Directions for this task ->
Among the lines of data below, reproduce only those from the one with "Paths use the evenodd fill rule." through the one with "M 263 319 L", exactly as they stand, both ends included.

Collected data ->
-- Opening Marker --

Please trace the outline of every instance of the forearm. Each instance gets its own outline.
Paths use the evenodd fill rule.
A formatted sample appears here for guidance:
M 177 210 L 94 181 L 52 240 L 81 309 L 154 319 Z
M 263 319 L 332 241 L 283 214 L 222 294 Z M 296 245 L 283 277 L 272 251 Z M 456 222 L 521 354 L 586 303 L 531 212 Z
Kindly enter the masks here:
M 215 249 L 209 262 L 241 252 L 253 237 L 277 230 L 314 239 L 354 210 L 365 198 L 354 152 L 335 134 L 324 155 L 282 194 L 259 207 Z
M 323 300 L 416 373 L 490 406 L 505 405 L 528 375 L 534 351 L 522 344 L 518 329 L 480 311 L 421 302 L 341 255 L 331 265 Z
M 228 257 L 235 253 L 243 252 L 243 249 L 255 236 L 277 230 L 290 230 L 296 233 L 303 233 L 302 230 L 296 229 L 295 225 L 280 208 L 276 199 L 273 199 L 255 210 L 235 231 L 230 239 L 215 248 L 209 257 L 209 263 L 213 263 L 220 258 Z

-- Closing Marker --

Solution to this task ->
Paths use the evenodd fill rule.
A formatted sample appears here for guidance:
M 177 210 L 94 181 L 52 240 L 81 309 L 154 319 Z
M 263 319 L 332 241 L 283 214 L 222 294 Z M 296 245 L 283 277 L 272 251 Z M 456 222 L 521 354 L 586 303 L 531 212 Z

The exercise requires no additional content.